(Stored dataset items)
Content starts

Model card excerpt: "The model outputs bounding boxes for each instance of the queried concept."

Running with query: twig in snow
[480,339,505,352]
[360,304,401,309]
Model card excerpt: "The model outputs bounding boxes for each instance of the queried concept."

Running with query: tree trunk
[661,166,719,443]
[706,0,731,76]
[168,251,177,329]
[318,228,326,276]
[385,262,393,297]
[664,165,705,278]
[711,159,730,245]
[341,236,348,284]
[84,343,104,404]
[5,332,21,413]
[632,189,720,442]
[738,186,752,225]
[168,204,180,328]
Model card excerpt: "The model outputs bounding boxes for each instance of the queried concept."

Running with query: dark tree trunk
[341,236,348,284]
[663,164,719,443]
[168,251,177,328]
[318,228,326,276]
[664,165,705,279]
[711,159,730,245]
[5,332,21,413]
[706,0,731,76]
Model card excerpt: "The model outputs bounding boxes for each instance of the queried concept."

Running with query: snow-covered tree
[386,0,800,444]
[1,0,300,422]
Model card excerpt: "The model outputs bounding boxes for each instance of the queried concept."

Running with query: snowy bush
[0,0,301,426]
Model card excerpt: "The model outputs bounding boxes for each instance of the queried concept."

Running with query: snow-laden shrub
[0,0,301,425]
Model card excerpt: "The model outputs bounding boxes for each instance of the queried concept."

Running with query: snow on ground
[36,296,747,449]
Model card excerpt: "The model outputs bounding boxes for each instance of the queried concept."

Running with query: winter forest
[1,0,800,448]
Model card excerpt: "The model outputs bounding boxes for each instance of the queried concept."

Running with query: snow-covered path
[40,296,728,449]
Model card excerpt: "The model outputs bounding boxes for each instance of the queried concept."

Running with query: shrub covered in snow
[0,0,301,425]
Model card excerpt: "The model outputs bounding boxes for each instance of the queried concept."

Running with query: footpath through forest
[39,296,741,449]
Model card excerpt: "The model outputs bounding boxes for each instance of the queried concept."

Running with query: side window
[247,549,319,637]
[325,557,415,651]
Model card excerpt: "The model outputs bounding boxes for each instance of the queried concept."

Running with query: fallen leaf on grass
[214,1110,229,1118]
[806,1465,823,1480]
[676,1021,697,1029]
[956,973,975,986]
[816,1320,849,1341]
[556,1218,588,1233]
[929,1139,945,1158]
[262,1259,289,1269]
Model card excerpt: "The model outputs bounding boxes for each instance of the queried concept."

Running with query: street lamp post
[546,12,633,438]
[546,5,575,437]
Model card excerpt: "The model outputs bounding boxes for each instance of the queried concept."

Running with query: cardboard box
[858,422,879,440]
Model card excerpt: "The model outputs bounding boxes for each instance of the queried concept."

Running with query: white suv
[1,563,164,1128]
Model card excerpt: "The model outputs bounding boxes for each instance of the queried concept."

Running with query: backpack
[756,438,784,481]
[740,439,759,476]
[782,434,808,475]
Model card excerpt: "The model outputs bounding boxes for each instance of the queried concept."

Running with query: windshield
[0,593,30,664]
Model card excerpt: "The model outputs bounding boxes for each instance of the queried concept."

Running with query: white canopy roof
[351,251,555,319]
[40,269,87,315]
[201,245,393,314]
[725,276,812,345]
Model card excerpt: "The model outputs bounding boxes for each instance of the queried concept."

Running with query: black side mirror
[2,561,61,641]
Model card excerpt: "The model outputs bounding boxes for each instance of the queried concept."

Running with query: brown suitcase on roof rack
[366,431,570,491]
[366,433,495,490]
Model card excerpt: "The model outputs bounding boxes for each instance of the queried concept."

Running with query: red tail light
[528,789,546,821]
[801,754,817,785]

Content ends

* Your task:
Could you transcribe every entry exactly, without altering anything?

* Response:
Model card excerpt: "The model outputs bounding boxes for each instance of the queried concept."

Running with query: twig in snow
[480,339,505,352]
[360,304,401,309]
Model card excerpt: "The model outputs bounding boxes for each instance of the queried concept."

Running with query: tree trunk
[661,166,719,443]
[706,0,731,76]
[168,251,177,329]
[318,228,326,276]
[385,262,393,297]
[664,165,705,278]
[711,159,730,245]
[341,236,348,284]
[84,343,104,404]
[5,332,21,413]
[632,189,720,442]
[738,186,752,225]
[168,204,180,328]
Model card excerpt: "The model outputs bounding boxes for each instance of the queried concept."

Running with query: dark tree trunk
[341,236,348,284]
[663,164,719,443]
[168,251,177,328]
[318,228,326,276]
[664,165,705,279]
[711,159,730,245]
[5,332,21,413]
[706,0,731,76]
Model card excerpt: "The model outputs bounding boxes for each instance of the queried concept."

Running with query: snow-covered tree
[386,0,800,444]
[1,0,300,422]
Model card excerpt: "The model outputs bounding boxes for each instance of the queried concept."

Running with query: snowy bush
[0,0,301,426]
Model card excerpt: "The model outputs bounding boxes for each instance of the queried concept."

Running with query: snow-laden shrub
[0,0,301,425]
Model card excerpt: "The model outputs bounding boxes for each instance of the queried concept."

Running with query: snow on ground
[36,296,747,449]
Model card excerpt: "The model outputs bounding boxes for each instance of the queried concept."

Running with query: winter forest
[1,0,800,448]
Model card excerpt: "The model outputs bounding boxes for each instance of the queried concept."

Running with query: snow-covered path
[40,296,728,449]
Model card excerpt: "The model outputs bounding boxes for each instance of the queried concept."

Running with query: shrub covered in snow
[0,0,301,425]
Model card excerpt: "The model outputs bounding boxes for each instance of the queried concept."

Running with query: footpath through forest
[39,296,741,449]
Model card excerpt: "The model outputs bounding boxes for each instance of the queried concept."

Running with query: side window
[247,549,319,637]
[325,557,415,651]
Model card excerpt: "The model outputs bounding boxes for each instance of the queried concept."

Running with query: fallen leaf on grass
[214,1110,229,1118]
[806,1465,823,1480]
[676,1021,697,1029]
[956,973,975,986]
[816,1320,849,1341]
[556,1218,588,1233]
[929,1139,945,1158]
[262,1259,289,1269]
Model card excerpt: "The model outputs bounding boxes for each instance of the queried concept."

Running with query: street lamp post
[546,12,633,438]
[546,5,575,437]
Model card excerpt: "The model outputs bounding boxes for each instance of the queried concept."

Running with query: cardboard box
[858,422,879,440]
Model card excerpt: "The model outputs bounding boxes for each instance of the queried concept."

Running with query: white suv
[1,563,164,1128]
Model card excerpt: "The model outputs bounding boxes for each instance of the queried concept."

Running with query: backpack
[756,438,784,481]
[740,439,759,476]
[782,434,808,475]
Model card excerpt: "The model outputs bounding boxes for each instance of the queried concept."

Running with query: windshield
[0,593,30,664]
Model card excerpt: "The model outputs bounding boxes for each instance of the queried concept."

Running with query: white canopy roof
[351,251,555,319]
[40,269,87,315]
[201,245,393,314]
[725,276,812,345]
Model card excerpt: "The model outputs bounding boxes for each instance of the queried concept."

Running with query: black side mirror
[2,561,61,641]
Model card excerpt: "The model outputs bounding boxes for each instance of the queried concept."

Running with query: brown suitcase on roof rack
[366,431,570,491]
[366,433,495,490]
Model card excerpt: "The model outputs bounding boxes for each instance of the queried concept."

Running with query: red tail light
[528,789,546,821]
[801,754,817,785]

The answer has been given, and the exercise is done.